What you need to do >> Make the copy match the entries below exactly, with no pictures carried over.

Records to use >>
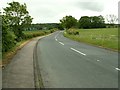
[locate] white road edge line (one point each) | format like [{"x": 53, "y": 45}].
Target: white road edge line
[
  {"x": 117, "y": 69},
  {"x": 78, "y": 51},
  {"x": 61, "y": 43}
]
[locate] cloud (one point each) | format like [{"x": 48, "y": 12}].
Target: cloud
[{"x": 44, "y": 11}]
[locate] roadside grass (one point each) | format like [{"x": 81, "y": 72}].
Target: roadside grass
[
  {"x": 102, "y": 37},
  {"x": 29, "y": 35}
]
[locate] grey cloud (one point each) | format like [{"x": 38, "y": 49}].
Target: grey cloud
[{"x": 93, "y": 6}]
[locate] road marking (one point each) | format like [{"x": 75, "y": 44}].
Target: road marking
[
  {"x": 78, "y": 51},
  {"x": 61, "y": 43},
  {"x": 117, "y": 69}
]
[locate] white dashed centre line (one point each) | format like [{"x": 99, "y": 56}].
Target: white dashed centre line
[
  {"x": 61, "y": 43},
  {"x": 78, "y": 51},
  {"x": 117, "y": 69}
]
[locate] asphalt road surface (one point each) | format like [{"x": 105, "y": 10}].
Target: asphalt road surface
[{"x": 65, "y": 63}]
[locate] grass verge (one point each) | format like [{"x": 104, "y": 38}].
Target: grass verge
[{"x": 29, "y": 35}]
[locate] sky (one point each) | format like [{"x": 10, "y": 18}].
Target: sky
[{"x": 51, "y": 11}]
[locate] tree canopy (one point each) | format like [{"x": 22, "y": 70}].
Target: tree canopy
[
  {"x": 68, "y": 22},
  {"x": 91, "y": 22},
  {"x": 18, "y": 18}
]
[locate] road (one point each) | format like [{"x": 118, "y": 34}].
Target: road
[{"x": 65, "y": 63}]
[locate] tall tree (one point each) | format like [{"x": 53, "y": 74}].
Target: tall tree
[
  {"x": 111, "y": 18},
  {"x": 18, "y": 18},
  {"x": 68, "y": 22}
]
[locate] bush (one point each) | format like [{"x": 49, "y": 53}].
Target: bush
[{"x": 73, "y": 32}]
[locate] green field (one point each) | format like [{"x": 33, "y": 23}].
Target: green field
[{"x": 106, "y": 37}]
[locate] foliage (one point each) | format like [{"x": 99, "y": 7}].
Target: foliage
[
  {"x": 7, "y": 38},
  {"x": 91, "y": 22},
  {"x": 68, "y": 22},
  {"x": 106, "y": 37},
  {"x": 111, "y": 18},
  {"x": 18, "y": 18}
]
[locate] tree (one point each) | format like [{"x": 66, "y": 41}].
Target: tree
[
  {"x": 97, "y": 22},
  {"x": 91, "y": 22},
  {"x": 84, "y": 22},
  {"x": 112, "y": 19},
  {"x": 68, "y": 22},
  {"x": 18, "y": 18},
  {"x": 7, "y": 37}
]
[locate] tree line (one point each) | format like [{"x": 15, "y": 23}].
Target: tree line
[
  {"x": 86, "y": 22},
  {"x": 15, "y": 18}
]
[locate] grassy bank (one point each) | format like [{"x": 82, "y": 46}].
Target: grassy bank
[
  {"x": 6, "y": 56},
  {"x": 106, "y": 37}
]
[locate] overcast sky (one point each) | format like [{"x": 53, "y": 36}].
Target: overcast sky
[{"x": 51, "y": 11}]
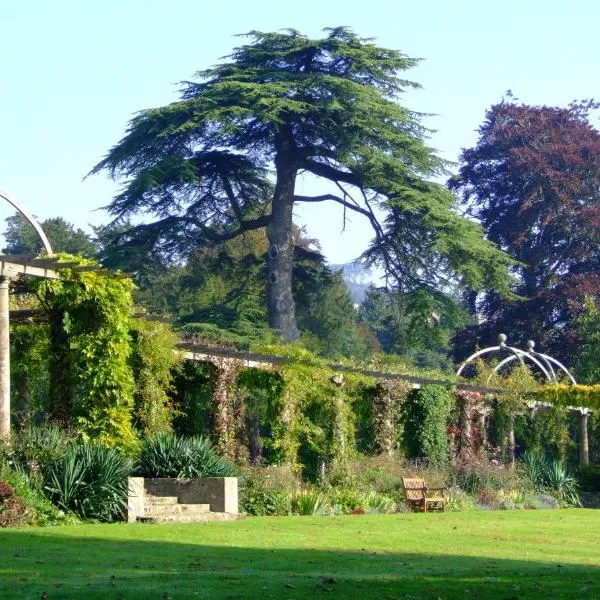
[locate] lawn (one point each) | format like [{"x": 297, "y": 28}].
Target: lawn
[{"x": 510, "y": 555}]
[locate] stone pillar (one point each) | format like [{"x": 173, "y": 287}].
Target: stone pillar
[
  {"x": 584, "y": 450},
  {"x": 4, "y": 359}
]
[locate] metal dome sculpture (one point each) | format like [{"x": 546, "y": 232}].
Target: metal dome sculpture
[
  {"x": 548, "y": 366},
  {"x": 31, "y": 221}
]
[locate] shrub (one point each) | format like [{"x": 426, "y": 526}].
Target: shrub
[
  {"x": 260, "y": 502},
  {"x": 168, "y": 455},
  {"x": 459, "y": 500},
  {"x": 91, "y": 481},
  {"x": 28, "y": 487},
  {"x": 379, "y": 503},
  {"x": 37, "y": 446},
  {"x": 307, "y": 502},
  {"x": 477, "y": 473},
  {"x": 12, "y": 508}
]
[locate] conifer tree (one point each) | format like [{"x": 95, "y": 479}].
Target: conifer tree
[{"x": 225, "y": 159}]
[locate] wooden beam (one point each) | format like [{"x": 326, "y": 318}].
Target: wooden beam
[{"x": 9, "y": 269}]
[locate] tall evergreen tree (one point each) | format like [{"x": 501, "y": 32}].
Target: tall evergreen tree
[{"x": 225, "y": 159}]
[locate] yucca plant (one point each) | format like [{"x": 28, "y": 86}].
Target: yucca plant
[
  {"x": 90, "y": 481},
  {"x": 307, "y": 502},
  {"x": 553, "y": 477},
  {"x": 562, "y": 484},
  {"x": 167, "y": 455}
]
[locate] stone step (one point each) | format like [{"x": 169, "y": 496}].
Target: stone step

Solution for this task >>
[locate] white road edge line (one point each) | format like [{"x": 53, "y": 45}].
Target: white road edge line
[
  {"x": 117, "y": 69},
  {"x": 78, "y": 51},
  {"x": 61, "y": 43}
]
[locate] cloud (one point each) | format like [{"x": 48, "y": 12}].
Target: cloud
[{"x": 44, "y": 11}]
[locate] roadside grass (one point each) | format like [{"x": 81, "y": 72}].
Target: roadside grass
[
  {"x": 102, "y": 37},
  {"x": 29, "y": 35}
]
[locate] grey cloud (one point each) | format like [{"x": 38, "y": 49}].
Target: grey cloud
[{"x": 93, "y": 6}]
[locate] road marking (one point each) | format like [{"x": 75, "y": 44}].
Target: road marking
[
  {"x": 78, "y": 51},
  {"x": 61, "y": 43},
  {"x": 117, "y": 69}
]
[locate] white dashed centre line (one point each) | format like [{"x": 99, "y": 56}].
Target: white dashed centre line
[
  {"x": 61, "y": 43},
  {"x": 78, "y": 51},
  {"x": 117, "y": 69}
]
[locate] asphalt road surface (one point each) | format like [{"x": 105, "y": 10}].
Target: asphalt road surface
[{"x": 65, "y": 63}]
[locate] grass verge (one point each) | format like [{"x": 104, "y": 38}].
Target: grass verge
[{"x": 29, "y": 35}]
[locate] sky (one point each) | format like [{"x": 10, "y": 18}].
Target: sky
[{"x": 51, "y": 11}]
[locate] tree canopy (one point each) | format like [{"x": 22, "y": 70}].
Target: tree canopy
[
  {"x": 68, "y": 22},
  {"x": 91, "y": 22},
  {"x": 18, "y": 18}
]
[locate] road (one point each) | format like [{"x": 118, "y": 34}].
Target: road
[{"x": 65, "y": 63}]
[locate] tall tree (one point each) | format like [{"x": 53, "y": 74}].
Target: tall tree
[
  {"x": 111, "y": 18},
  {"x": 18, "y": 18},
  {"x": 68, "y": 22}
]
[locate] bush (one point each) | format like [{"x": 49, "y": 53}].
Target: bush
[{"x": 73, "y": 32}]
[locate] green field (one point each) | format like [{"x": 33, "y": 23}].
Target: green field
[{"x": 106, "y": 37}]
[locate] foliage (one point each) | format like [{"x": 99, "y": 7}].
Target: foliage
[
  {"x": 7, "y": 38},
  {"x": 91, "y": 22},
  {"x": 68, "y": 22},
  {"x": 106, "y": 37},
  {"x": 111, "y": 18},
  {"x": 18, "y": 18}
]
[locate] tree (one point each) | format like [{"x": 66, "y": 41}].
Target: tree
[
  {"x": 97, "y": 22},
  {"x": 91, "y": 22},
  {"x": 84, "y": 22},
  {"x": 112, "y": 19},
  {"x": 68, "y": 22},
  {"x": 18, "y": 18},
  {"x": 7, "y": 37}
]
[locate] tree line (one point each) | format like [{"x": 15, "y": 23}].
Target: tree line
[
  {"x": 86, "y": 22},
  {"x": 15, "y": 18}
]
[locate] grassy bank (one point each) | format like [{"x": 82, "y": 46}].
Target: grassy bank
[
  {"x": 6, "y": 56},
  {"x": 106, "y": 37}
]
[locate] overcast sky (one point each) | format like [{"x": 53, "y": 36}].
Target: overcast sky
[{"x": 51, "y": 11}]
[locate] lawn (one point each) | format like [{"x": 297, "y": 28}].
Target: lawn
[{"x": 510, "y": 555}]
[locate] stone pillar (one point each) | format like [{"x": 173, "y": 287}].
Target: stone pillar
[
  {"x": 584, "y": 450},
  {"x": 4, "y": 359}
]
[locate] metal dome sculpture (one point each) | format like [{"x": 546, "y": 232}].
Target: metal dome sculpture
[
  {"x": 548, "y": 366},
  {"x": 31, "y": 221}
]
[locate] shrub (one point each) | format like [{"x": 426, "y": 526}].
Target: shrub
[
  {"x": 260, "y": 502},
  {"x": 168, "y": 455},
  {"x": 459, "y": 500},
  {"x": 91, "y": 481},
  {"x": 28, "y": 487},
  {"x": 379, "y": 503},
  {"x": 37, "y": 446},
  {"x": 307, "y": 502},
  {"x": 477, "y": 473},
  {"x": 12, "y": 508}
]
[locate] conifer tree (one point each) | format like [{"x": 95, "y": 479}].
Target: conifer tree
[{"x": 225, "y": 159}]
[locate] wooden beam (one point each) | format like [{"x": 326, "y": 318}].
Target: wooden beam
[{"x": 9, "y": 269}]
[locate] tall evergreen tree (one point each) | format like [{"x": 501, "y": 32}].
Target: tall evergreen tree
[{"x": 225, "y": 159}]
[locate] yucca plant (one point each) | format like [{"x": 28, "y": 86}].
Target: yucca plant
[
  {"x": 90, "y": 481},
  {"x": 307, "y": 502},
  {"x": 553, "y": 477},
  {"x": 562, "y": 484},
  {"x": 167, "y": 455}
]
[locate] stone step (one point each) | format like [{"x": 169, "y": 496}].
Target: stone step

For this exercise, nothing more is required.